- _EXERCISE_: In full and without alteration, transcribe the listing.
======== EXTRACTED DATA ========
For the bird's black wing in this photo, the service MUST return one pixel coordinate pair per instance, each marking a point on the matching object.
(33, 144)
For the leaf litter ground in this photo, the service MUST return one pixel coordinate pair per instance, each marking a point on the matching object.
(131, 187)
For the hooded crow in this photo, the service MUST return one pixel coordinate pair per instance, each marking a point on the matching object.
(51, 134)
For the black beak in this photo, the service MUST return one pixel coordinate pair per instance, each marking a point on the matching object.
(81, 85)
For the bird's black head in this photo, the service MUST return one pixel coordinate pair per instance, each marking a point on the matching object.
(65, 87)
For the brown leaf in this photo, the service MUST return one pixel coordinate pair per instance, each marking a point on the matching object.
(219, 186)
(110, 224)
========
- _RESPONSE FOR THIS EXERCISE_:
For the bird's black wing in this photo, the service MUST return one pixel coordinate pair per instance, each marking a point on the matching object.
(33, 144)
For the leaf litter ground in this photo, the service MUST return one pixel coordinate pair per instance, each marking a point on the matching object.
(131, 187)
For the hooded crow in this photo, the service MUST return one pixel coordinate pair per instance, each marking a point on the matching object.
(51, 134)
For the black beak in this photo, the service MUST return one pixel coordinate pair per instance, each marking a point on the matching object.
(81, 85)
For the bird's black head in this photo, the service MUST return one pixel coordinate pair per instance, each marking a point on the matching object.
(65, 87)
For the brown leaf in this photo, the service MUST return one pixel coordinate pair per instance, each marking a point on the matching object.
(219, 186)
(110, 224)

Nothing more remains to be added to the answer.